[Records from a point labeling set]
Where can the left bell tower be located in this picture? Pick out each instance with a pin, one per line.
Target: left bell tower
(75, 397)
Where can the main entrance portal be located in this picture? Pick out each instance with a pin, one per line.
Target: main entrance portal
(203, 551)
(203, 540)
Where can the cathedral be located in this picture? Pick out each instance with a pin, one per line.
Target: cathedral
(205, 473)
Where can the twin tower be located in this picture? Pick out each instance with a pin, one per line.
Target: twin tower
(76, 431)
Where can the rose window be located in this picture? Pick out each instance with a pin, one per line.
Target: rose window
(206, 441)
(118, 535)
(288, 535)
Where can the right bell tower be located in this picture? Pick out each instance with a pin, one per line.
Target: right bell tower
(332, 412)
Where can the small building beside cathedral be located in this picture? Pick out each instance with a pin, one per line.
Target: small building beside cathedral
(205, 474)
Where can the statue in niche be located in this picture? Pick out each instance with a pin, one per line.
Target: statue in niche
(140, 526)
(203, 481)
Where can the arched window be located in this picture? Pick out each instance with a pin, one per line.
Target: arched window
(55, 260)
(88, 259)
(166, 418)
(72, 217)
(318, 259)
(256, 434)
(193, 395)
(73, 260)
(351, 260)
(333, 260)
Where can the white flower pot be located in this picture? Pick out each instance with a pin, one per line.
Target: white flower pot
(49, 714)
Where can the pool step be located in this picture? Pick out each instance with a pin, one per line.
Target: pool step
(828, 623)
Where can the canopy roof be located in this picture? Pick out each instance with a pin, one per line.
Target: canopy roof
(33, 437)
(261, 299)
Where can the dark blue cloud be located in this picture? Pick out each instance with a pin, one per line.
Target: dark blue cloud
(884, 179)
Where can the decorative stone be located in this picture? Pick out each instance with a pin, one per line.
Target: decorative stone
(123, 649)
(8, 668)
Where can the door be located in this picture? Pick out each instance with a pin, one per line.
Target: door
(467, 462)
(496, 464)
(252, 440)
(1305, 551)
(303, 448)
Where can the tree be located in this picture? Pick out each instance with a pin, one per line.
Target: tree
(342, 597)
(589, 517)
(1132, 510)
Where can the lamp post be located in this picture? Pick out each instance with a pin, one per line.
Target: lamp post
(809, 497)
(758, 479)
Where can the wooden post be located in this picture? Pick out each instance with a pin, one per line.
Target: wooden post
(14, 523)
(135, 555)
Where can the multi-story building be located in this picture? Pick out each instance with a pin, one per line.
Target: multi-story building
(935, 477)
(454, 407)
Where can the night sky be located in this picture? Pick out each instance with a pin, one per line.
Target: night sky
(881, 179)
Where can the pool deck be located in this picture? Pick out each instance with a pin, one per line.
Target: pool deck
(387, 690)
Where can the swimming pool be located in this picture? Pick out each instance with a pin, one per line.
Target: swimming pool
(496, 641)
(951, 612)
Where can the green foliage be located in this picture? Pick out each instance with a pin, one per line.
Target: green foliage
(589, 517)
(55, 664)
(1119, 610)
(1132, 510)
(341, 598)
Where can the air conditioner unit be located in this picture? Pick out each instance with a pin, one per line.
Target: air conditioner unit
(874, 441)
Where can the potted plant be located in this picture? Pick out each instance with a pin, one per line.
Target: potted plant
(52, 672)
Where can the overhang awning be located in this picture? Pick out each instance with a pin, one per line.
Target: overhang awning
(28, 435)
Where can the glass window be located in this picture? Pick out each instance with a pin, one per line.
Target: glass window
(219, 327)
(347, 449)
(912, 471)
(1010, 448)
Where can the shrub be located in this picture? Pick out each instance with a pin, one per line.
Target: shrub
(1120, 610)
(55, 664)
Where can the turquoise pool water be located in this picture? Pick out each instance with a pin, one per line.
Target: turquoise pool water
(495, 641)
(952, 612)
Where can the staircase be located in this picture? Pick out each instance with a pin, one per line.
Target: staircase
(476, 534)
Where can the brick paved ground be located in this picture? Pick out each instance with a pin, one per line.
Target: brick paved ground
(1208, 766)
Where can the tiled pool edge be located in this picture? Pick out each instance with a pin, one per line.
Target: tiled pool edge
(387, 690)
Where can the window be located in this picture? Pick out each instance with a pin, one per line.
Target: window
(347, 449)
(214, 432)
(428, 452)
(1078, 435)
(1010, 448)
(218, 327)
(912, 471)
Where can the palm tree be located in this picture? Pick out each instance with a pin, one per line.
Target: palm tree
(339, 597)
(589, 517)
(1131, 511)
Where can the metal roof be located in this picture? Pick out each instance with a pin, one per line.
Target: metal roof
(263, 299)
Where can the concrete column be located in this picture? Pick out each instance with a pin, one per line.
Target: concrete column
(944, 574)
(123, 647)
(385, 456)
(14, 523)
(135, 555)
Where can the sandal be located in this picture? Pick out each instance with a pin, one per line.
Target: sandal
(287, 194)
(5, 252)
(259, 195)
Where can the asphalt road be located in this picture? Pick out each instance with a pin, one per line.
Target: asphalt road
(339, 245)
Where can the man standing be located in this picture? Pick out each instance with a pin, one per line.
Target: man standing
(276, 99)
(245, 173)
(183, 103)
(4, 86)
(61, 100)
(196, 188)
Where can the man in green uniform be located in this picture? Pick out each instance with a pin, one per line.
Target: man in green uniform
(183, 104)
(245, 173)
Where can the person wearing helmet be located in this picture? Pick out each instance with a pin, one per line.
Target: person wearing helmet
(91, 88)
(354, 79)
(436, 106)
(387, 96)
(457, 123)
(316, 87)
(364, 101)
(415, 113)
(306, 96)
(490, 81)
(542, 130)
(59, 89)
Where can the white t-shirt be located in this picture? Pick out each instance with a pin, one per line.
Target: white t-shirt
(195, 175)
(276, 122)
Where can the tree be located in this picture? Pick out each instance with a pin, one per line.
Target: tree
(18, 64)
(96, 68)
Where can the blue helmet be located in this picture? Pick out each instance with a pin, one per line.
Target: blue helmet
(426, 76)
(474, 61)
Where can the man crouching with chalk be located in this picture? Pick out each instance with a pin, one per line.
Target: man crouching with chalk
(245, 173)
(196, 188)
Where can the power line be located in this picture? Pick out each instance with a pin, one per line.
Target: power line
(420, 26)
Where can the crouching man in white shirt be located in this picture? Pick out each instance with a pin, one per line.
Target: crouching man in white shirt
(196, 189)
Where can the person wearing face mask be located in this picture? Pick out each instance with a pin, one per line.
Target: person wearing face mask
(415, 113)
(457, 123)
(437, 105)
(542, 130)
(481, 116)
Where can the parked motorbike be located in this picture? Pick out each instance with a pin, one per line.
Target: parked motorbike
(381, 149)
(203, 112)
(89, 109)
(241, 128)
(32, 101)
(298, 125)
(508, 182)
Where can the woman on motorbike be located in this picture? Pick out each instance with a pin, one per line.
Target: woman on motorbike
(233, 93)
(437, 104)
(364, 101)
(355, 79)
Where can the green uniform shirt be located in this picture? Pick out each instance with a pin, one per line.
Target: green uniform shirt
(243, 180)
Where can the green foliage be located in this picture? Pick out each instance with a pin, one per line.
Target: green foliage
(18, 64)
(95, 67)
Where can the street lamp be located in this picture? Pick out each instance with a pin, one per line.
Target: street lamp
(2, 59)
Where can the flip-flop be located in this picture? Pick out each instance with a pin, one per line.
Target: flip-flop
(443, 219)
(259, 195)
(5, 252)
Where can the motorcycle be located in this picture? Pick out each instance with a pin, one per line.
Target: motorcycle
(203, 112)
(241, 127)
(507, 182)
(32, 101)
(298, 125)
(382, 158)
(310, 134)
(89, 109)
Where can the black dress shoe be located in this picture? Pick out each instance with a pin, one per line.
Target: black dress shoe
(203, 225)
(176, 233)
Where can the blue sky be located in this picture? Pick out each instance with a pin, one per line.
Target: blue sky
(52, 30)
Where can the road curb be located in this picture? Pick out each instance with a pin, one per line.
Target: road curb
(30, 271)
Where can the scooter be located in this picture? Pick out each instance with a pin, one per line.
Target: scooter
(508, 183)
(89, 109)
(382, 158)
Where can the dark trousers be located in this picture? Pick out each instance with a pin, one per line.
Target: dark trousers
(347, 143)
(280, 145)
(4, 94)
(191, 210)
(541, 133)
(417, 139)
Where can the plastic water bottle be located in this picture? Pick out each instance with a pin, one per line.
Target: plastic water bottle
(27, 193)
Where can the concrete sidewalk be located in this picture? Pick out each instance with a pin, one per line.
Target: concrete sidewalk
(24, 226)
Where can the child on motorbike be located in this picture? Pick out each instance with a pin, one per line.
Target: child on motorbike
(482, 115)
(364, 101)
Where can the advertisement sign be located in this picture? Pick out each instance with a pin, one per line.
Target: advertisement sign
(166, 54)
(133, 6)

Objective.
Nothing outside the span should appear: transcribe the lines from the one containing "Where can the blue sky" through the last line of the records.

Solution to this exercise.
Where can the blue sky be located in this picture? Pick out each instance with a pin, one per line.
Target: blue sky
(52, 30)
Where can the road curb be located in this picture? Pick out each instance with a pin, one per line.
Target: road curb
(30, 271)
Where can the scooter be located in this picture? Pick out each instance with a pin, one per line.
Target: scooter
(508, 183)
(89, 109)
(382, 158)
Where can the dark trousers be located in this picture? Pick out each instance with a pin, one per line.
Target: dark trousers
(347, 143)
(280, 145)
(4, 94)
(191, 210)
(541, 133)
(417, 139)
Where can the plastic water bottle be located in this picture? Pick out each instance with a pin, one per line.
Target: plastic water bottle
(27, 193)
Where can the concrete sidewalk be located in this picture? Pick out each instance with a pin, one per line.
Target: concrete sidewalk
(24, 226)
Where can the child on motorbike be located in this picture? Pick out each instance with a pin, one per line.
Target: child on motorbike
(482, 115)
(364, 101)
Where can the advertisement sign be located in this picture? Pick out each instance with a pin, one per line.
Target: advertisement sign
(166, 54)
(133, 6)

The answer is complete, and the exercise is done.